What is asked —
Decide whether each statement agrees with the article on Escape Plan: The Extractors below, answering yes or no and quoting the deciding words of the article: 1. The film opened in theaters in the United States. 2. The film is the third and final installment in its series. 3. The kidnappers leave a USB flash drive addressed to Ray Breslin.

Selected passage —

◇ ◇ ◇ ◇ ◇

- Official DVD/Blu-ray cover
- Directed by: John Herzfeld
- Screenplay by: Miles Chapman; John Herzfeld;
- Produced by: Robbie Brenner; Mark Canton; Randall Emmett; George Furla; Zack Schiller;
- Starring: Sylvester Stallone; Max Zhang; Dave Bautista; Devon Sawa; Jaime King; Malese Jow; Harry Shum, Jr.; Russell Wong; Lydia Hull; Curtis Jackson;
- Cinematography: Jacques Jouffret
- Edited by: Sean Albertson
- Music by: Victor Reyes
- Production companies: Summit Entertainment; Grindstone Entertainment Group; Emmett/Furla/Oasis Films; Diamond Film Productions; Leomus Pictures; The Fyzz; Ingenious Media; MoviePass Films; Highland Film Group;
- Distributed by: Lionsgate Home Entertainment
- Release date: July 2, 2019 (United States);
- Running time: 96 minutes
- Country: United States
- Languages: English Chinese
- Budget: $3.6 million
- Box office: $1.8 million

= Escape Plan: The Extractors =

2019 film by John Herzfeld

Escape Plan: The Extractors is a 2019 American prison action thriller film directed and co-written by John Herzfeld, and a sequel to Escape Plan (2013) and Escape Plan 2: Hades (2018). It is the third and final installment in the Escape Plan film series. The film features Sylvester Stallone, Curtis Jackson, Dave Bautista, and Jaime King reprising their roles from the previous films with Max Zhang, Harry Shum, Jr., Malese Jow, and Devon Sawa joining the cast.

The film was released straight-to-DVD in the United States on July 2, 2019, but received theatrical releases in such countries as Russia, Italy, Australia, Turkey, Egypt and Portugal.

Escape Plan: The Extractors received negative reviews, though they were an improvement over the previous film's reception. With a smaller production budget of $3.6 million, it grossed $1.8 million theatrically in some countries and was successful in the home market, having domestically grossed $2.9 million.

==Plot==
After touring factory locations in Mansfield, Ohio for her father's company, Hong Kong-based Zhang Innovations, Daya Zhang and her entourage are abducted by terrorists despite her bodyguard and head of security Bao Yung attempting to fight them off. The kidnappers leave Yung unconscious with a USB flash drive addressed to security expert Ray Breslin.

◇ ◇ ◇ ◇ ◇

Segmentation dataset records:
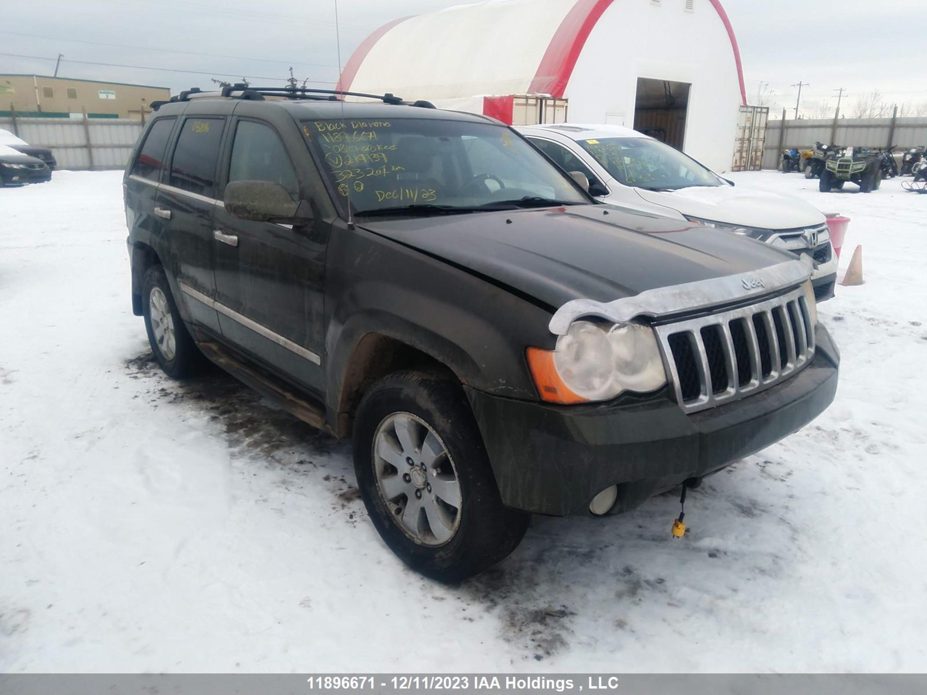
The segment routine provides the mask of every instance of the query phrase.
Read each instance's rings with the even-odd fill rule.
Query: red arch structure
[[[592,29],[603,13],[611,6],[614,0],[578,0],[576,5],[566,13],[566,17],[560,22],[547,50],[544,51],[544,56],[541,57],[534,79],[531,81],[531,86],[528,88],[528,94],[563,97],[566,84],[573,74],[573,69],[576,67],[577,60],[579,59],[579,54],[582,53],[583,46],[586,44],[586,40],[592,32]],[[734,62],[737,65],[737,79],[740,81],[741,99],[745,105],[747,93],[743,85],[743,67],[741,63],[741,51],[737,46],[737,37],[734,36],[734,28],[730,25],[728,13],[721,6],[721,1],[709,0],[709,2],[717,12],[717,16],[728,32],[728,38],[730,39],[730,47],[733,50]],[[357,50],[351,54],[350,59],[341,72],[337,89],[349,90],[358,70],[376,42],[390,29],[408,19],[408,17],[403,17],[400,19],[394,19],[364,39]]]

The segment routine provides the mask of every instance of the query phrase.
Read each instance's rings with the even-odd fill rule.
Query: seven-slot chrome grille
[[[814,357],[814,327],[801,289],[758,304],[654,327],[686,412],[758,393]]]

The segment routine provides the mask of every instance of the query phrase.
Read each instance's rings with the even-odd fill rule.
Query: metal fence
[[[134,119],[0,118],[0,128],[30,145],[49,147],[58,169],[123,169],[142,132]]]
[[[897,145],[895,152],[927,145],[927,118],[799,119],[767,125],[763,169],[778,169],[783,149],[811,149],[816,141],[842,146]]]

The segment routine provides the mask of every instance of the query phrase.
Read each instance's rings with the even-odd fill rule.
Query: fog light
[[[613,485],[592,498],[592,501],[589,503],[589,511],[598,516],[607,514],[608,511],[615,506],[615,500],[617,499],[618,486]]]

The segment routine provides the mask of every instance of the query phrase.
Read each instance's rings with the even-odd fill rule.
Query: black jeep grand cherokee
[[[794,256],[597,204],[491,119],[282,94],[158,109],[124,179],[133,309],[168,374],[205,355],[353,437],[419,572],[693,485],[832,400]]]

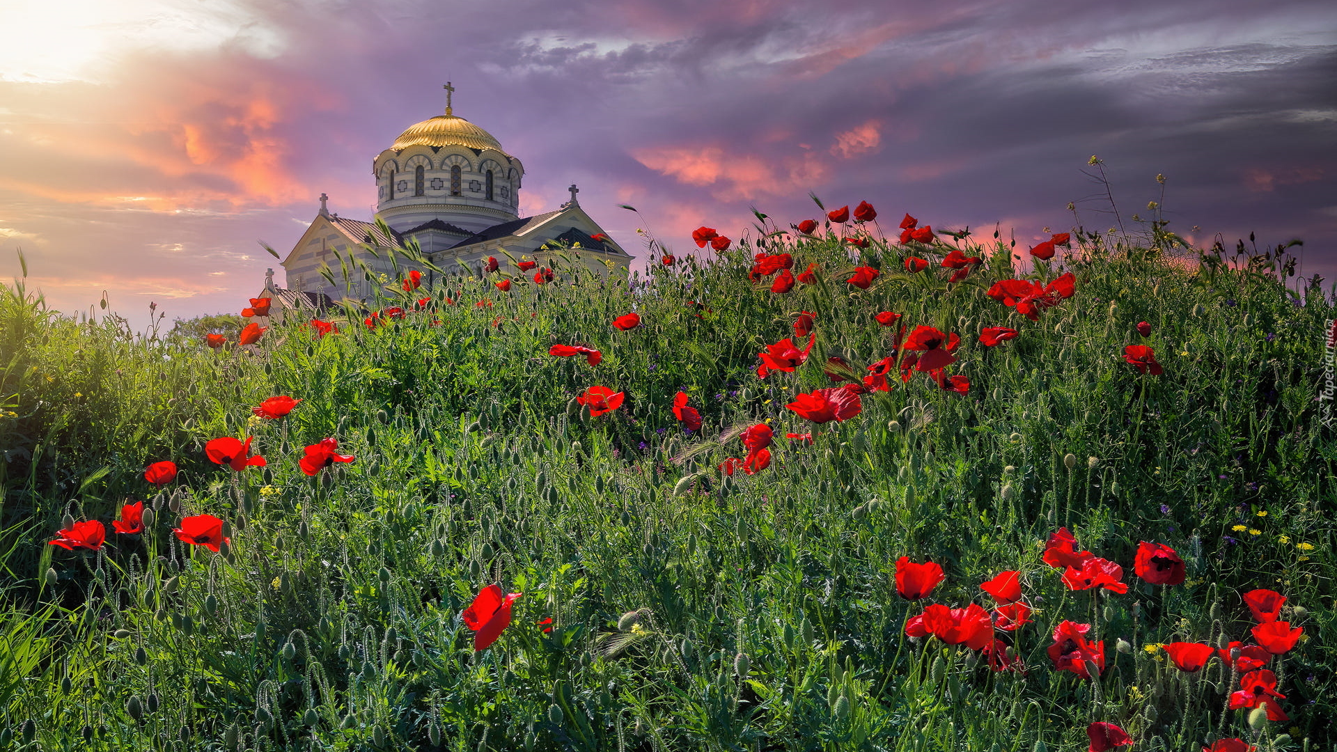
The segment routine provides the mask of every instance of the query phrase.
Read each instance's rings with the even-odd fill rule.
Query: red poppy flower
[[[338,333],[338,326],[329,321],[321,321],[320,318],[312,318],[312,329],[316,329],[316,339],[321,339],[329,333]]]
[[[743,459],[743,472],[753,475],[770,467],[770,450],[753,450]]]
[[[1259,624],[1277,621],[1281,616],[1281,605],[1286,602],[1286,597],[1275,590],[1250,590],[1243,594],[1245,605],[1249,606],[1249,612],[1253,613],[1254,620]]]
[[[1138,369],[1138,373],[1146,373],[1150,369],[1152,376],[1159,376],[1165,372],[1161,364],[1157,363],[1157,355],[1147,345],[1128,345],[1123,348],[1123,360],[1132,364]]]
[[[218,546],[231,545],[231,538],[223,538],[223,521],[211,514],[197,514],[180,521],[180,527],[172,530],[176,538],[193,545],[205,546],[210,551],[218,553]]]
[[[868,367],[868,376],[864,376],[864,385],[870,391],[889,392],[892,391],[890,384],[886,383],[886,375],[892,372],[896,363],[896,356],[889,355],[882,360]]]
[[[144,503],[135,502],[120,507],[120,519],[111,521],[116,533],[135,535],[144,531]]]
[[[701,413],[697,408],[687,407],[687,392],[678,392],[673,397],[673,416],[677,417],[687,431],[701,428]]]
[[[606,412],[612,412],[622,407],[624,397],[623,392],[614,392],[608,387],[590,387],[583,395],[576,397],[576,403],[588,407],[591,417],[599,417]]]
[[[697,241],[697,248],[706,248],[706,244],[715,240],[718,236],[719,233],[717,233],[714,227],[707,227],[705,225],[691,231],[691,240]]]
[[[896,559],[896,593],[906,601],[919,601],[947,579],[935,562],[915,563],[909,557]]]
[[[297,403],[299,401],[302,400],[294,400],[287,395],[269,397],[267,400],[259,403],[259,407],[253,407],[251,412],[261,417],[274,420],[293,412],[293,408],[297,407]]]
[[[205,454],[215,464],[226,464],[237,472],[247,467],[265,467],[265,458],[259,455],[250,456],[251,439],[254,436],[246,436],[245,444],[231,436],[214,439],[205,444]]]
[[[1046,649],[1055,670],[1067,670],[1082,678],[1091,678],[1087,664],[1095,664],[1096,673],[1104,672],[1104,641],[1091,642],[1086,633],[1090,624],[1064,620],[1054,628],[1054,644]]]
[[[866,290],[868,286],[873,284],[873,280],[876,280],[880,274],[881,272],[873,269],[872,266],[860,266],[854,269],[854,276],[845,281],[861,290]]]
[[[1267,650],[1263,650],[1258,645],[1245,645],[1237,641],[1231,641],[1226,648],[1217,650],[1217,657],[1226,664],[1234,662],[1235,670],[1239,673],[1261,669],[1271,661],[1271,653]]]
[[[1161,649],[1170,656],[1177,669],[1187,673],[1202,670],[1202,666],[1207,665],[1207,658],[1217,652],[1211,645],[1202,642],[1170,642]]]
[[[983,264],[984,260],[979,256],[967,257],[957,249],[952,249],[951,253],[943,257],[944,269],[965,269],[967,266]]]
[[[1007,326],[985,326],[984,331],[980,332],[980,341],[984,343],[984,347],[992,348],[1005,340],[1015,340],[1017,333],[1019,332],[1016,329],[1009,329]]]
[[[507,593],[503,597],[501,587],[496,583],[479,590],[473,603],[460,614],[464,626],[477,633],[473,636],[475,652],[487,650],[497,637],[501,637],[501,632],[511,624],[511,603],[520,595],[520,593]]]
[[[937,236],[933,234],[933,225],[924,225],[923,227],[909,230],[909,233],[912,241],[924,244],[933,242],[937,238]]]
[[[269,306],[271,302],[274,302],[273,298],[267,297],[253,297],[250,298],[250,301],[251,301],[250,308],[242,309],[242,316],[245,316],[246,318],[250,318],[253,316],[269,316]]]
[[[1165,543],[1139,541],[1132,573],[1152,585],[1182,585],[1183,559]]]
[[[155,462],[144,468],[144,480],[159,488],[176,479],[176,463],[170,460]]]
[[[979,603],[964,609],[933,603],[924,609],[924,629],[948,645],[965,645],[971,650],[983,650],[993,640],[993,622]]]
[[[746,428],[738,438],[743,440],[743,447],[747,447],[747,450],[765,450],[770,446],[774,435],[775,432],[770,428],[770,426],[758,423],[757,426]]]
[[[1088,725],[1087,739],[1091,740],[1091,747],[1087,748],[1087,752],[1107,752],[1115,747],[1132,744],[1132,737],[1128,736],[1128,732],[1106,721],[1096,721]]]
[[[580,345],[552,345],[548,348],[548,355],[554,357],[570,357],[572,355],[586,356],[586,363],[590,365],[599,365],[603,361],[603,353],[596,349],[590,349]]]
[[[971,380],[967,379],[965,376],[956,375],[952,377],[947,377],[943,375],[941,368],[935,368],[933,371],[929,371],[928,375],[932,376],[933,381],[937,383],[937,388],[943,389],[944,392],[956,392],[959,395],[971,393]]]
[[[1031,624],[1031,606],[1017,601],[993,609],[993,626],[1003,632],[1016,632],[1021,625]]]
[[[1211,747],[1203,747],[1202,752],[1255,752],[1258,748],[1238,736],[1231,739],[1218,739]]]
[[[1289,721],[1277,704],[1277,700],[1285,698],[1285,694],[1277,692],[1277,674],[1270,669],[1258,669],[1239,677],[1239,690],[1230,693],[1230,709],[1266,707],[1269,721]]]
[[[989,595],[993,595],[993,601],[999,605],[1012,603],[1021,599],[1021,573],[1020,571],[1000,571],[993,575],[993,579],[980,585],[980,590],[984,590]]]
[[[317,475],[336,462],[353,462],[353,455],[341,455],[337,450],[337,439],[321,439],[318,444],[306,447],[306,456],[298,460],[297,464],[301,466],[302,472]]]
[[[1060,527],[1058,533],[1050,535],[1044,543],[1044,563],[1055,569],[1076,567],[1082,569],[1082,562],[1095,554],[1091,551],[1078,551],[1078,539],[1068,533],[1067,527]]]
[[[719,472],[723,472],[725,475],[733,475],[734,471],[742,466],[743,460],[741,458],[731,456],[725,462],[719,463]]]
[[[923,351],[924,355],[919,356],[915,364],[916,371],[935,371],[956,363],[952,351],[960,344],[961,339],[955,333],[944,335],[933,326],[920,324],[905,340],[905,349]]]
[[[259,324],[247,324],[242,326],[242,333],[237,337],[237,344],[239,345],[253,345],[259,341],[259,336],[265,333],[269,326],[261,326]]]
[[[783,371],[786,373],[793,373],[794,368],[798,368],[808,360],[808,353],[813,349],[813,343],[817,341],[817,335],[809,335],[808,347],[798,349],[793,340],[785,337],[773,345],[766,345],[766,352],[757,353],[761,357],[762,364],[757,367],[757,376],[765,379],[771,371]]]
[[[845,387],[828,387],[808,395],[794,395],[794,401],[786,407],[813,423],[849,420],[864,409],[858,395]]]
[[[1269,621],[1253,628],[1254,640],[1273,656],[1289,652],[1304,633],[1302,628],[1292,628],[1289,621]]]
[[[989,658],[989,669],[995,672],[1015,670],[1025,673],[1025,666],[1021,665],[1021,657],[1016,654],[1008,654],[1008,645],[1001,640],[993,640],[984,646],[984,654]]]
[[[806,337],[808,335],[813,333],[813,324],[814,324],[813,316],[817,316],[817,314],[813,313],[812,310],[800,310],[798,312],[798,318],[794,320],[794,336],[796,337],[802,339],[802,337]]]
[[[1054,258],[1054,244],[1051,241],[1044,241],[1039,245],[1032,245],[1031,256],[1046,261]]]
[[[1128,591],[1128,585],[1123,582],[1123,567],[1100,557],[1086,559],[1080,569],[1070,566],[1063,573],[1063,583],[1068,586],[1068,590],[1104,587],[1111,593]]]
[[[48,541],[49,546],[60,546],[68,551],[75,549],[102,550],[103,541],[107,539],[107,526],[96,519],[76,522],[70,527],[56,531],[56,539]]]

◇ ◇ ◇ ◇ ◇

Answer to the problem —
1. No: "The film was released straight-to-DVD in the United States on July 2, 2019"
2. Yes: "It is the third and final installment in the Escape Plan film series."
3. Yes: "The kidnappers leave Yung unconscious with a USB flash drive addressed to security expert Ray Breslin."